▸ **Required tasks**
- a) Reproduce the passage of the Father's Day article starting with "The indulgences of" and going on through "of their lands.".
- b) According to the Father's Day article, in what year and in which city did Father's Day begin?

═══ Document segment

- The Washington Times - Wednesday, June 13, 2007

I look forward to June the way some people anticipate the winter holiday season. The month heralds not only the beginning of summer but also the arrival of vacations, weddings, graduations and genial Father's Day celebrations.

Since its 1910 inception in Spokane, Wash., Father's Day has paid homage to dads and given men, in the words of my own late father, “an excuse to spend an afternoon relaxing and indulging” with their loved ones.

The indulgences of the day — cards, gifts and favorite foods — have altered little in recent years. It is the celebrants who have changed. Today, countries as diverse as India and Sweden, Nepal and Brazil also devote a day to honoring the dads of their lands.

Viji Kanagasundaram, a native of Karaikudi in southern India, did not experience this event as children in India do today. “The culture as such, every day you were honoring your parents and receiving their blessings. There was no specific day to do it,” Miss Kanagasundaram says.

She notes that over the past decade, as Western culture has permeated her homeland, the notion of this holiday has caught on in cities and larger towns. As in North America, Father’s Day in India is observed on the third Sunday of June. On that day, children shower their fathers with cards and presents and take them to the movies or, increasingly, out to dinner.

══════
═══ Records supplied

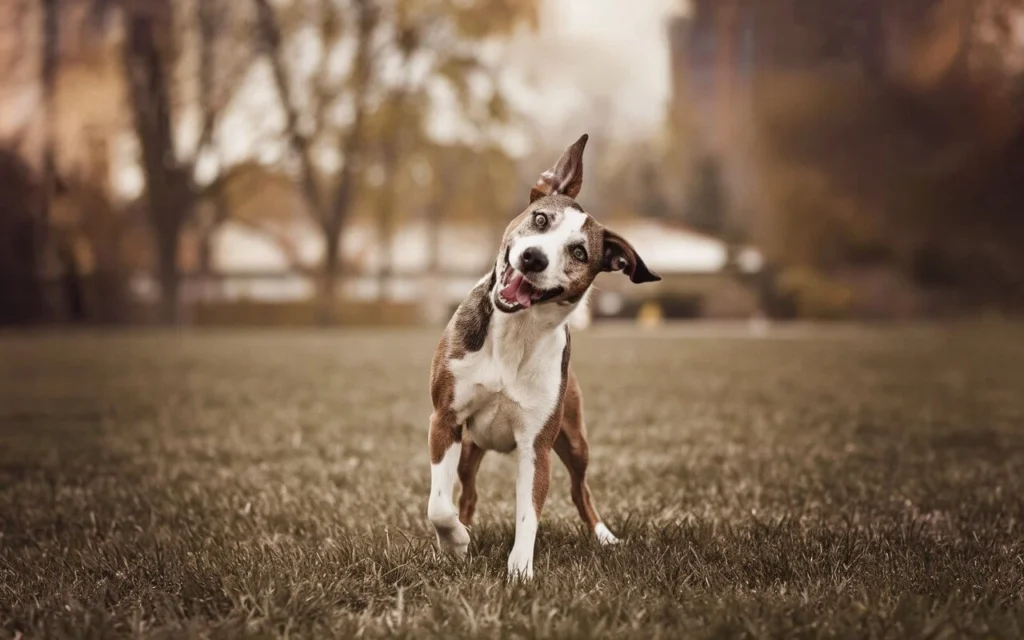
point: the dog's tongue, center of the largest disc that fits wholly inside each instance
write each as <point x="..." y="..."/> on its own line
<point x="518" y="290"/>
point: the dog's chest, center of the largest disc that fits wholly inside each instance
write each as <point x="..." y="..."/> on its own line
<point x="503" y="397"/>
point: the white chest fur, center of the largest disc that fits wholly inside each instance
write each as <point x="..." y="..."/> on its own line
<point x="505" y="392"/>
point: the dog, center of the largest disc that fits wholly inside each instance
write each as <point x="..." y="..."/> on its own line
<point x="501" y="378"/>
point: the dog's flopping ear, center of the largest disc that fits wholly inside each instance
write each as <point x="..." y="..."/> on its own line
<point x="566" y="176"/>
<point x="621" y="256"/>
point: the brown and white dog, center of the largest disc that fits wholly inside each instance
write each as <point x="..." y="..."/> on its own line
<point x="501" y="378"/>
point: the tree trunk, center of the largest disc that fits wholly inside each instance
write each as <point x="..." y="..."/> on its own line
<point x="168" y="186"/>
<point x="328" y="295"/>
<point x="169" y="276"/>
<point x="48" y="72"/>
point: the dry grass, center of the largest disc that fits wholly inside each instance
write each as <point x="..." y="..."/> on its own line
<point x="845" y="482"/>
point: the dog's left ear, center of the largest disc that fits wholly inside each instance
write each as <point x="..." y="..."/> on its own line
<point x="621" y="256"/>
<point x="566" y="176"/>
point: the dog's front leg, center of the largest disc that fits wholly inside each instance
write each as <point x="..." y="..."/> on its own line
<point x="444" y="453"/>
<point x="530" y="492"/>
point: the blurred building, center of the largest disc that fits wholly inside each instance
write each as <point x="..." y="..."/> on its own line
<point x="250" y="267"/>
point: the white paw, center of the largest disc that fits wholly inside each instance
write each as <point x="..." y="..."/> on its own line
<point x="520" y="565"/>
<point x="452" y="535"/>
<point x="604" y="537"/>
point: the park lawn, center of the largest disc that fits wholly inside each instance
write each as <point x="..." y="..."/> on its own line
<point x="846" y="481"/>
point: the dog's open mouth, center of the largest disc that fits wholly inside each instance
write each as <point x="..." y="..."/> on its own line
<point x="518" y="293"/>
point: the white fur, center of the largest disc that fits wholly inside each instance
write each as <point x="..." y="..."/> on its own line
<point x="521" y="557"/>
<point x="452" y="534"/>
<point x="604" y="536"/>
<point x="566" y="228"/>
<point x="504" y="395"/>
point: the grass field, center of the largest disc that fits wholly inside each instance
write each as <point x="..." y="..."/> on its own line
<point x="841" y="481"/>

══════

▸ **Response list**
- a)
The indulgences of the day — cards, gifts and favorite foods — have altered little in recent years. It is the celebrants who have changed. Today, countries as diverse as India and Sweden, Nepal and Brazil also devote a day to honoring the dads of their lands.

- b) In 1910, in Spokane, Wash.